— Begin DATASET —

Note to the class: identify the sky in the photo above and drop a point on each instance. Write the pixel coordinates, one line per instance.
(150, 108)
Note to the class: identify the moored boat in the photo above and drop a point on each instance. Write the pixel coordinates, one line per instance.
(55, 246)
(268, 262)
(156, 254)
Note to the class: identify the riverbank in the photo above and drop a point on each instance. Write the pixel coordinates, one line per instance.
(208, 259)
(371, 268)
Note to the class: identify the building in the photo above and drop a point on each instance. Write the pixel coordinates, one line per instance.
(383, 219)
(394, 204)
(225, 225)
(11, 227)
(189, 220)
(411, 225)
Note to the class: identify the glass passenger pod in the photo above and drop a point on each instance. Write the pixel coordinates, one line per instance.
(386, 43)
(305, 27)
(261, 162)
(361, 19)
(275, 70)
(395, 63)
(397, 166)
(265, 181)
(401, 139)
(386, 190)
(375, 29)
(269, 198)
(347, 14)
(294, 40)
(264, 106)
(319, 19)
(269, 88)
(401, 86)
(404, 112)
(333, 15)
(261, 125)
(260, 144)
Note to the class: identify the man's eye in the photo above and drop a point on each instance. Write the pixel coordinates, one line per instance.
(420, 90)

— End DATASET —
— Begin DATASET —

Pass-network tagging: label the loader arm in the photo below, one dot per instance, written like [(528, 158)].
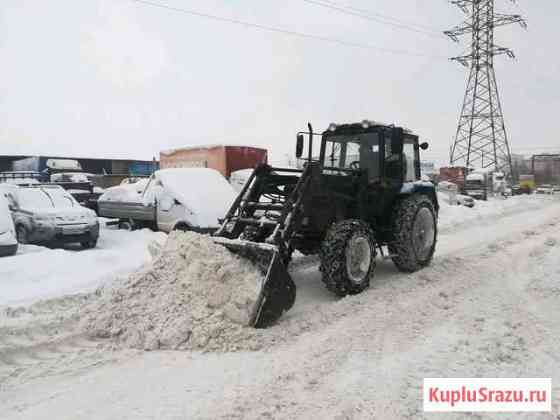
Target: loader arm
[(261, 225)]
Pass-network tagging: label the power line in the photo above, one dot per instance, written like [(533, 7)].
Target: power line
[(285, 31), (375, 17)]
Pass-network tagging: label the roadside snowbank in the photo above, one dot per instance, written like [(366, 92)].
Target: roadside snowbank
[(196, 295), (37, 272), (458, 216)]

— End DATASET —
— Begin DATASET —

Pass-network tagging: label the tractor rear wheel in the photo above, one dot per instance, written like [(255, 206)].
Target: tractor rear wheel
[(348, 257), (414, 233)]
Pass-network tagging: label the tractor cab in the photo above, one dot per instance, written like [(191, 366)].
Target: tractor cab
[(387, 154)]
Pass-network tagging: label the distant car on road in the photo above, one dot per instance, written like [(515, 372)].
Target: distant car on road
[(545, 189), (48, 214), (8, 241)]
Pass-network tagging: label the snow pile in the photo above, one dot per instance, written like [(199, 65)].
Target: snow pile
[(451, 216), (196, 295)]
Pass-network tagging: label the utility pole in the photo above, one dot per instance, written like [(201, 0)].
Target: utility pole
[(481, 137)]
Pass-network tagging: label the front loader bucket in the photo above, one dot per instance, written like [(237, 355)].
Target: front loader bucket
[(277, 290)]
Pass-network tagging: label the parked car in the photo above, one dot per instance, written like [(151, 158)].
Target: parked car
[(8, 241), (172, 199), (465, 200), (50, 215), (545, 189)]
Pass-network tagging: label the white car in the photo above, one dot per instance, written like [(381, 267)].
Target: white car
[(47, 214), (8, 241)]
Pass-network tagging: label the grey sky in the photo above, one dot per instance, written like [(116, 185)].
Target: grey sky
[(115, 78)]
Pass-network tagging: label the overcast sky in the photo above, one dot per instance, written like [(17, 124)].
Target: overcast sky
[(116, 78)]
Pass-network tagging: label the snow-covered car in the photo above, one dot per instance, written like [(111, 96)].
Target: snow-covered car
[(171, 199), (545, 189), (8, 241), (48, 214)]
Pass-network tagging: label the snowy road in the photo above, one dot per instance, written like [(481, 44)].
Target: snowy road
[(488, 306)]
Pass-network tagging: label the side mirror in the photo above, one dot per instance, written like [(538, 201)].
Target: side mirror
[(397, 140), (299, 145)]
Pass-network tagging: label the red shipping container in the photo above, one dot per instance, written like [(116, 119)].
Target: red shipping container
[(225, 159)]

— End DATASET —

-- REQUIREMENTS --
Rename "snow-covered car" to "snowbound vehicle" in the lines from "Pass-network tagging: label the snow-covered" through "[(171, 199), (545, 189), (8, 241), (48, 214)]", and write out only those lines with nothing else changed.

-- ANSWER TO THE PROBLEM --
Pass-network tagging: label the snowbound vehicle in the photo above, one dot per instance, written like [(111, 96)].
Target: snowbound vehicle
[(171, 199), (545, 189), (8, 241), (48, 214)]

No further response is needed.